Direction ▸ Pick out every line in the material that contains the string "vest" and copy each one.

[START Record excerpts]

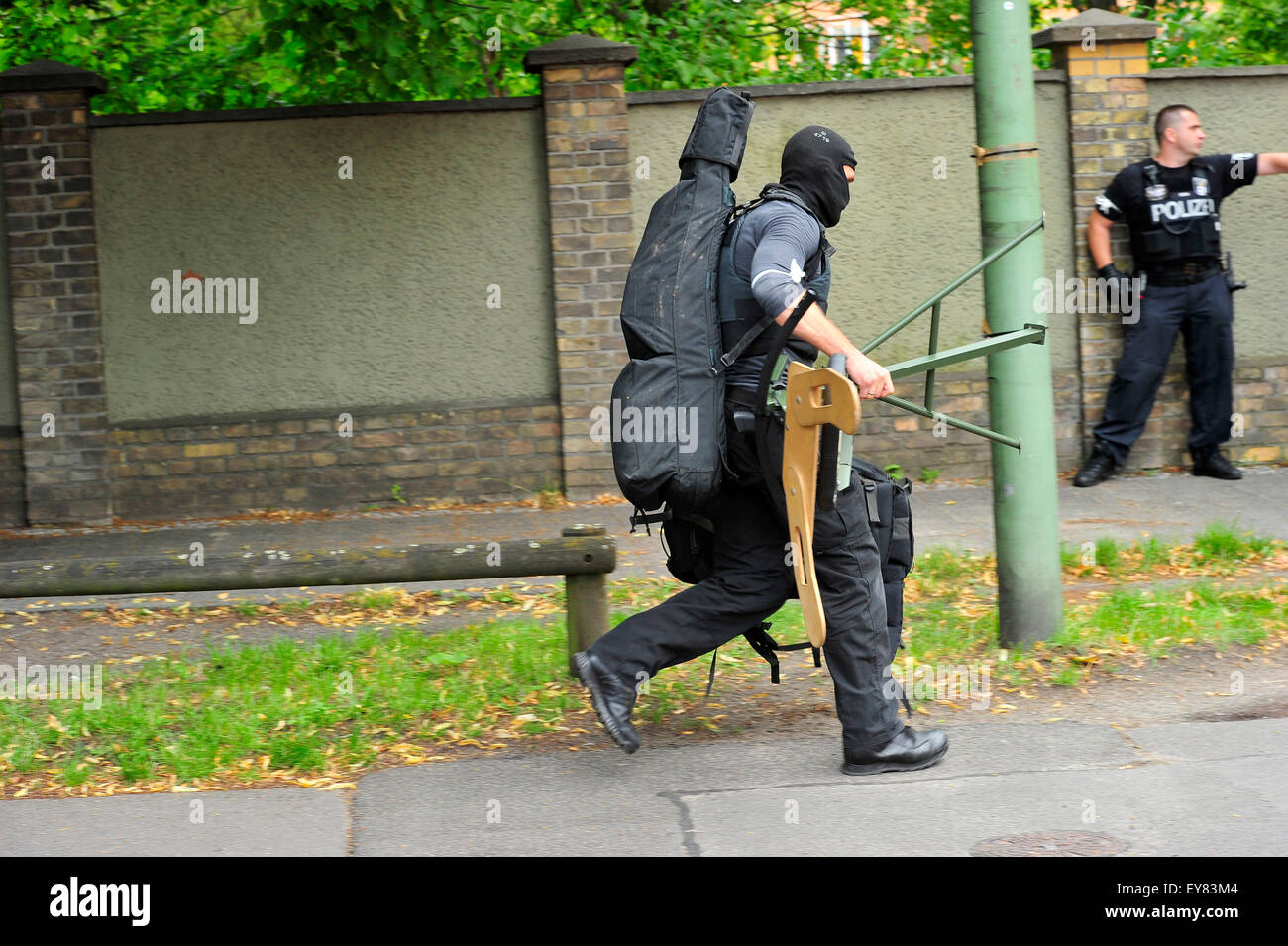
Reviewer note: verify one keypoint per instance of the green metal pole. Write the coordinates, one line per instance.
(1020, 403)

[END Record excerpts]
[START Record excerpts]

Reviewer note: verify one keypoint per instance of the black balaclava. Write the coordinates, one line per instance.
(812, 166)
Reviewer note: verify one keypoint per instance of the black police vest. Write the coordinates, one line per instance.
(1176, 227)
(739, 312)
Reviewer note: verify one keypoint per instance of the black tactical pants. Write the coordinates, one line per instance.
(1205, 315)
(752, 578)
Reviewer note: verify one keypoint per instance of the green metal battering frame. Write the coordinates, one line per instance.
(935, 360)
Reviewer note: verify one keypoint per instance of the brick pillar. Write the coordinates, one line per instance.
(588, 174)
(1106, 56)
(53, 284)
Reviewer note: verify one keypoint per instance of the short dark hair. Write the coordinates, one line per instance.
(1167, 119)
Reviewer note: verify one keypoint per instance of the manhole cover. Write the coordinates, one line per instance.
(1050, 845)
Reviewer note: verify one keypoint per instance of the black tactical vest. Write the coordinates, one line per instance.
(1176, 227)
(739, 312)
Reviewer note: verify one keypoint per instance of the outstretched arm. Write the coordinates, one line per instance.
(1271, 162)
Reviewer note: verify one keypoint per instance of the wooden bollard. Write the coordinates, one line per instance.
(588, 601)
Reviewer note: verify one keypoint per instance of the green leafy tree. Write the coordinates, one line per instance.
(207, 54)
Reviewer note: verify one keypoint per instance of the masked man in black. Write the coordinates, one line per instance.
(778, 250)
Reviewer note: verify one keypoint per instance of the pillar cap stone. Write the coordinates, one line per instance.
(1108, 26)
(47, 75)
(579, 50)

[END Record excerpts]

Correct response ▸
Reviewer note: verify one keypoint per instance of the black police vest. Write the coordinates, one line per instance.
Reviewer note: verify one keypoint per instance of the black tactical vest. Write the coordinates, one line per instance.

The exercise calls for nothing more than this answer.